◆ **Action item**
Find every line in the records below that holds the word "submerged", and copy it out.

◆ **Exercise inputs**
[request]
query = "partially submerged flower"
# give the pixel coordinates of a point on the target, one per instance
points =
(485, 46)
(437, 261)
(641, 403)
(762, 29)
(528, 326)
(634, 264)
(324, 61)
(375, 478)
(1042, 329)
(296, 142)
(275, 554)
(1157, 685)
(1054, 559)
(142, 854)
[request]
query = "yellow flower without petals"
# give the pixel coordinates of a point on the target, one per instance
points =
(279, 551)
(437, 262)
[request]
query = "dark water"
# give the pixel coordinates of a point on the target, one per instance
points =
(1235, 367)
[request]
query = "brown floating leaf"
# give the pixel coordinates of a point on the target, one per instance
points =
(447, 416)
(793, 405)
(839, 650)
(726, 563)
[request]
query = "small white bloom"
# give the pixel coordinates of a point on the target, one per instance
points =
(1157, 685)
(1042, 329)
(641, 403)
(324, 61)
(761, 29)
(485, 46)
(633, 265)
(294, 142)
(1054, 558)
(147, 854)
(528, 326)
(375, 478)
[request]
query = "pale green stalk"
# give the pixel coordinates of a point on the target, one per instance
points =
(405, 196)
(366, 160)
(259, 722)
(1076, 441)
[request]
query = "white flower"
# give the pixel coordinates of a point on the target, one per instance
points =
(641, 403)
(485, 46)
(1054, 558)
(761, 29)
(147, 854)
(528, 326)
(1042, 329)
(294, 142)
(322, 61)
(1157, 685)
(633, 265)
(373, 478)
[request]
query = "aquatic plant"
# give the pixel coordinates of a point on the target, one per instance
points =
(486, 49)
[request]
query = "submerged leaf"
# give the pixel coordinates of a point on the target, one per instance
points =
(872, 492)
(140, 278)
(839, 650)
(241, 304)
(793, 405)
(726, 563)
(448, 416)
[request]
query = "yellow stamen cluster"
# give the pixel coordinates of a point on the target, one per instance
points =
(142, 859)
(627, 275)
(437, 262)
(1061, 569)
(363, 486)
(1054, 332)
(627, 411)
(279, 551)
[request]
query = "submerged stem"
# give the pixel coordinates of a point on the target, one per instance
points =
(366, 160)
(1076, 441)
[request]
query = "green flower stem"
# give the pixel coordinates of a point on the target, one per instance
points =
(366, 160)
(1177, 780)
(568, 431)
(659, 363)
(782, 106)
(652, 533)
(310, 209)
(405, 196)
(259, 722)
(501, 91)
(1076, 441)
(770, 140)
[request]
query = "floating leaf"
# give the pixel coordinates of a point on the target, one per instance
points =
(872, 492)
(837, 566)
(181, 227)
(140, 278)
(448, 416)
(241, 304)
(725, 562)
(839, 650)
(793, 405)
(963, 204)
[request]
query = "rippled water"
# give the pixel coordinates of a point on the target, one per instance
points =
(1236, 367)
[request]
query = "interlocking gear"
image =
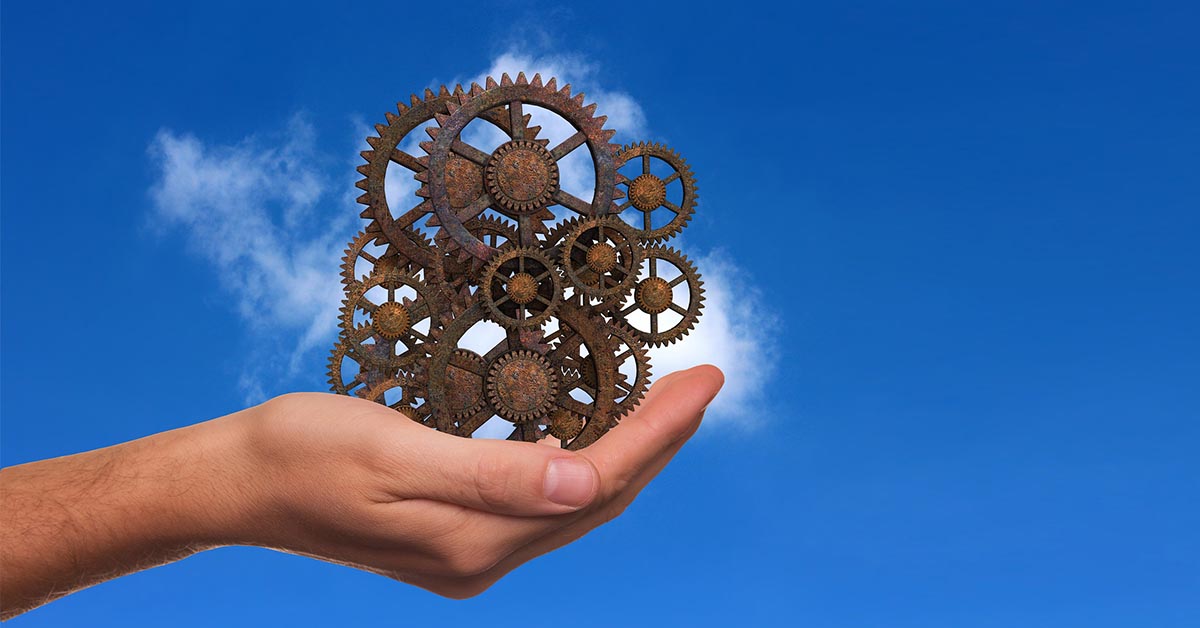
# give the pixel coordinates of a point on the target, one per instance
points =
(579, 300)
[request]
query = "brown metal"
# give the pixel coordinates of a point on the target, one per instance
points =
(569, 293)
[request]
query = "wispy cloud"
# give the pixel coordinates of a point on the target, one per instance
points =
(262, 213)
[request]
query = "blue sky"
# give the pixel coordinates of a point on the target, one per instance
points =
(972, 227)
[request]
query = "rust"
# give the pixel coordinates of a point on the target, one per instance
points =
(573, 363)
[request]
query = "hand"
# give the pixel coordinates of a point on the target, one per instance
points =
(335, 478)
(346, 480)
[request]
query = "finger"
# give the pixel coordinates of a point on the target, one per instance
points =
(671, 411)
(504, 477)
(550, 533)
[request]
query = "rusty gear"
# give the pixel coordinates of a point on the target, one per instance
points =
(647, 193)
(601, 256)
(508, 99)
(521, 287)
(521, 386)
(573, 378)
(654, 295)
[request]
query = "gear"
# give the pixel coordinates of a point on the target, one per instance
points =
(395, 320)
(565, 424)
(521, 287)
(462, 175)
(601, 256)
(378, 393)
(539, 183)
(522, 177)
(357, 250)
(654, 295)
(647, 192)
(409, 301)
(521, 386)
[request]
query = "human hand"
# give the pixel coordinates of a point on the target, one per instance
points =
(352, 482)
(336, 478)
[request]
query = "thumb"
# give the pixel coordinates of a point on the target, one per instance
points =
(504, 477)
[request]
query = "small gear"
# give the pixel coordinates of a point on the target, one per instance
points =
(654, 295)
(521, 386)
(405, 400)
(508, 100)
(522, 177)
(565, 424)
(647, 193)
(521, 287)
(465, 383)
(601, 256)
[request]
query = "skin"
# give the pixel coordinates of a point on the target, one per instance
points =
(335, 478)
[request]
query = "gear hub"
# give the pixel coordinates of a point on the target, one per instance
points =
(647, 192)
(653, 295)
(601, 257)
(522, 288)
(391, 321)
(521, 386)
(522, 175)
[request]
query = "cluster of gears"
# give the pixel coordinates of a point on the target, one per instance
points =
(580, 295)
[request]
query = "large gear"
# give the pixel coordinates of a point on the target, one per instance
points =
(522, 173)
(570, 295)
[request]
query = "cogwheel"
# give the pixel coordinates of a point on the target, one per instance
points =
(395, 321)
(654, 295)
(465, 383)
(601, 257)
(389, 258)
(521, 287)
(525, 168)
(521, 386)
(647, 193)
(463, 175)
(403, 404)
(565, 424)
(460, 265)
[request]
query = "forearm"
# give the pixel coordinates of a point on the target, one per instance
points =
(73, 521)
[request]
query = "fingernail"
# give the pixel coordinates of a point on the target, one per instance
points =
(569, 482)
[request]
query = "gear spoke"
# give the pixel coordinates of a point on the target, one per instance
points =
(406, 160)
(469, 151)
(573, 202)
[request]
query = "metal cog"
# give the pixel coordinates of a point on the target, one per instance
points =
(378, 392)
(654, 295)
(519, 156)
(393, 321)
(521, 386)
(647, 193)
(385, 150)
(601, 257)
(357, 249)
(521, 287)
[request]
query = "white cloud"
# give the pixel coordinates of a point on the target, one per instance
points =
(255, 211)
(261, 211)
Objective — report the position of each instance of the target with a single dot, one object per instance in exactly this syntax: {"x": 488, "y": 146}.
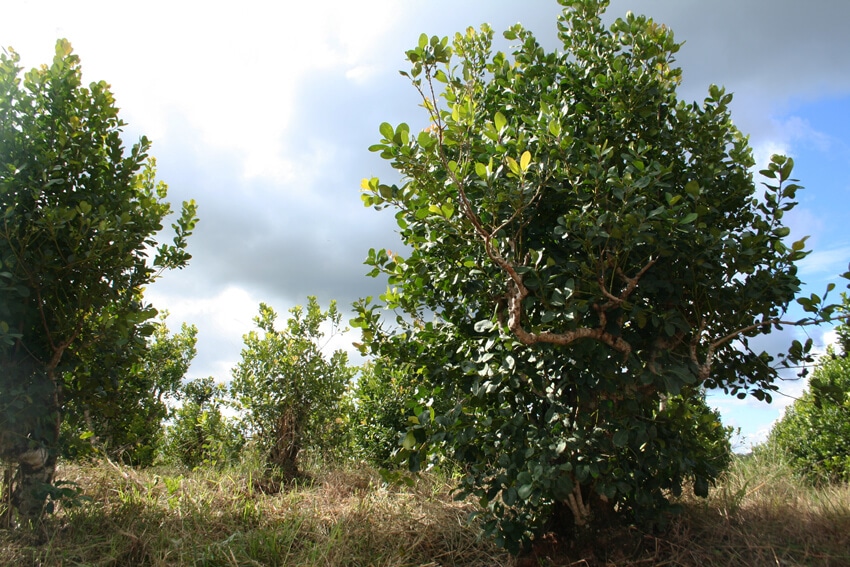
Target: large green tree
{"x": 586, "y": 254}
{"x": 121, "y": 398}
{"x": 78, "y": 245}
{"x": 290, "y": 390}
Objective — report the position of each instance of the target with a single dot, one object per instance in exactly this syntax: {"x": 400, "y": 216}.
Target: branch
{"x": 705, "y": 367}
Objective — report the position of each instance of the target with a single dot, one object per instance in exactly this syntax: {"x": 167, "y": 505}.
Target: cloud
{"x": 263, "y": 113}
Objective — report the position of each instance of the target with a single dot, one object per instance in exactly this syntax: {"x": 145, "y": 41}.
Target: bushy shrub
{"x": 201, "y": 434}
{"x": 814, "y": 433}
{"x": 382, "y": 398}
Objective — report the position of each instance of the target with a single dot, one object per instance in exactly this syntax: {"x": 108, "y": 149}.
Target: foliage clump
{"x": 587, "y": 255}
{"x": 814, "y": 433}
{"x": 291, "y": 393}
{"x": 201, "y": 434}
{"x": 78, "y": 245}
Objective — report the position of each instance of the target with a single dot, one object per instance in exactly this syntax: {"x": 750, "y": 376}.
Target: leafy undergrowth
{"x": 759, "y": 515}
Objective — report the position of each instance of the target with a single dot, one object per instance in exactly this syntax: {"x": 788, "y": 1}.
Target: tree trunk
{"x": 29, "y": 435}
{"x": 283, "y": 458}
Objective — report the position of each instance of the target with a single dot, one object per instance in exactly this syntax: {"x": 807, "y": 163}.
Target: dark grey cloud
{"x": 284, "y": 240}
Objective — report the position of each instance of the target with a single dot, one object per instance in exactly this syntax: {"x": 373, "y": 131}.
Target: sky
{"x": 263, "y": 112}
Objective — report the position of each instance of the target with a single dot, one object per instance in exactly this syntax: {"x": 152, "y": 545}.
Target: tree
{"x": 290, "y": 391}
{"x": 201, "y": 434}
{"x": 587, "y": 255}
{"x": 80, "y": 219}
{"x": 815, "y": 429}
{"x": 385, "y": 399}
{"x": 121, "y": 402}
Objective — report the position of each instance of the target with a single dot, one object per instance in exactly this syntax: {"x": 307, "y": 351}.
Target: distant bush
{"x": 201, "y": 434}
{"x": 381, "y": 398}
{"x": 815, "y": 431}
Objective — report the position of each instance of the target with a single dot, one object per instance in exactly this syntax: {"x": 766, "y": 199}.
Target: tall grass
{"x": 207, "y": 518}
{"x": 760, "y": 514}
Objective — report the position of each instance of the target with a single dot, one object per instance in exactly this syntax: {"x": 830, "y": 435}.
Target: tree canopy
{"x": 585, "y": 255}
{"x": 78, "y": 245}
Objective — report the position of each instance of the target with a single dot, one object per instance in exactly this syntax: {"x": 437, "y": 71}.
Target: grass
{"x": 760, "y": 514}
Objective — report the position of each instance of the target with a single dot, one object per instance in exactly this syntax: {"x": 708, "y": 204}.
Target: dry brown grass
{"x": 759, "y": 515}
{"x": 204, "y": 518}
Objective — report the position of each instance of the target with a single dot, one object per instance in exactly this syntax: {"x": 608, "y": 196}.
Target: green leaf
{"x": 692, "y": 188}
{"x": 621, "y": 438}
{"x": 525, "y": 160}
{"x": 409, "y": 441}
{"x": 500, "y": 121}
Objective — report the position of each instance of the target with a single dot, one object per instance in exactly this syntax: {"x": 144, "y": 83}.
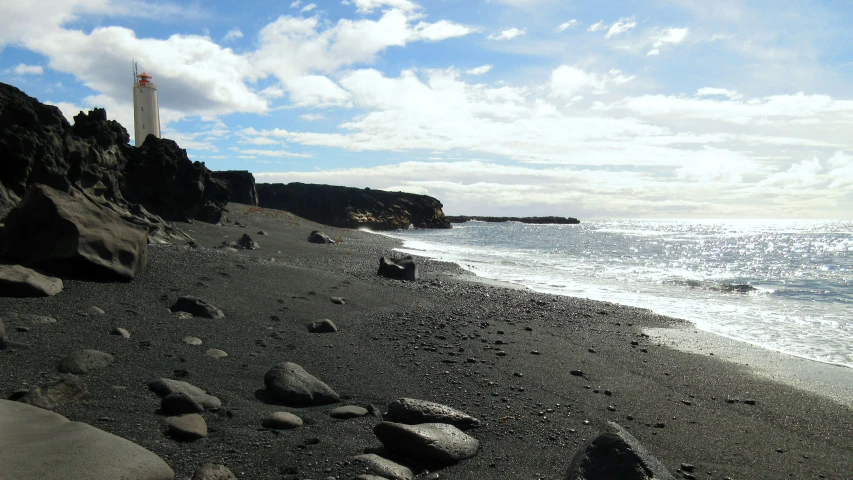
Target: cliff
{"x": 37, "y": 145}
{"x": 353, "y": 207}
{"x": 544, "y": 220}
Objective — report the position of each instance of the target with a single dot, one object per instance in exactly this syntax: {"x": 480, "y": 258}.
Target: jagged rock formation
{"x": 549, "y": 220}
{"x": 349, "y": 207}
{"x": 242, "y": 184}
{"x": 38, "y": 145}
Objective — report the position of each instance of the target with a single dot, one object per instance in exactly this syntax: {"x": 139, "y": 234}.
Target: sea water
{"x": 782, "y": 285}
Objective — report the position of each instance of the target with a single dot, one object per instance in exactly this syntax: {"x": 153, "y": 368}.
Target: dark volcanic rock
{"x": 615, "y": 453}
{"x": 18, "y": 281}
{"x": 68, "y": 234}
{"x": 412, "y": 411}
{"x": 85, "y": 361}
{"x": 353, "y": 207}
{"x": 398, "y": 268}
{"x": 38, "y": 145}
{"x": 242, "y": 185}
{"x": 49, "y": 395}
{"x": 434, "y": 441}
{"x": 290, "y": 384}
{"x": 319, "y": 237}
{"x": 543, "y": 220}
{"x": 196, "y": 307}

◆ **Task solution**
query = "partially submerged flower"
query = "submerged leaf"
query = "submerged stem"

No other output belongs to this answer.